#### [Given passage]

And finally… bodies of the rich contain pesticides - because of golf
The bodies of wealthy Britons contain higher levels of pesticides due to their golfing habit, new academic research has revealed.
They also have more mercury in their systems because they eat a lot of seafood.
Whereas poor people have more toxic chemicals from air pollution and from living nearer to landfill sites.
Michael Depledge, Professor of Environmental and Human Health of Exeter University Medical School, broke the news to MPs this week as he briefed them on toxic chemicals in everyday products.
Professor Delpledge explained that the bodies of rich and poor are polluted by very different chemicals.
He said his study helped scientists ‘get a handle’ on the different mixtures of chemicals different groups in society face.
In recent years, golf courses have faced tougher legislation to reduce pesticide use in the UK.

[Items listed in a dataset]
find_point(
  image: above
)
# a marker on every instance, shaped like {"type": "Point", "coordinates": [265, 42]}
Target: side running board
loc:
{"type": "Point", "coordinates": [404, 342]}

#### [Description of the task]
Extend the article about wealthy Britons carrying more pesticides because of golf, picking up after its final sentence on tougher legislation for golf courses.

#### [Exercise result]
One pesticide, chlorpyrifos, used to kill leatherjackets has been banned, as has carbendazim, a fungicide which is used to kill earthworms that produce casts.
However, golf as an active outdoor activity is considered by many to be beneficial for health – with the proviso that golfers walk around the course, rather than ride on buggies.
Environmentalists criticise golf courses for the large amounts of water used.
Professor Delpledge told MPs on the Environmental Audit Committee that he expected ‘huge resistance’ from the chemical industry to his concerns.